• **Exercise description**
The complete listing should be restated exactly.

• **Records to process**
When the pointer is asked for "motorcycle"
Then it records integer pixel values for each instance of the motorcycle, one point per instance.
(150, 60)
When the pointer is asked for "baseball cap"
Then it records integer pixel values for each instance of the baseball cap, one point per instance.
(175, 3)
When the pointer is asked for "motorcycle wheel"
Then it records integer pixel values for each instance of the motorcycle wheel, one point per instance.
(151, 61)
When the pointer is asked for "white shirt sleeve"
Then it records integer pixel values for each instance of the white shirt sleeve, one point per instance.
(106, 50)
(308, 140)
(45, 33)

• **Correct result**
When the pointer is asked for "motorcycle"
Then it records integer pixel values for each instance of the motorcycle, one point per instance.
(150, 60)
When the pointer is asked for "baseball cap"
Then it records integer pixel values for each instance of the baseball cap, one point per instance.
(175, 3)
When the pointer is asked for "motorcycle wheel"
Then it records integer pixel values for each instance of the motorcycle wheel, one point per instance.
(151, 61)
When the pointer is asked for "white shirt sleeve"
Then it records integer pixel values for each instance of the white shirt sleeve, one point per instance.
(106, 50)
(308, 140)
(45, 33)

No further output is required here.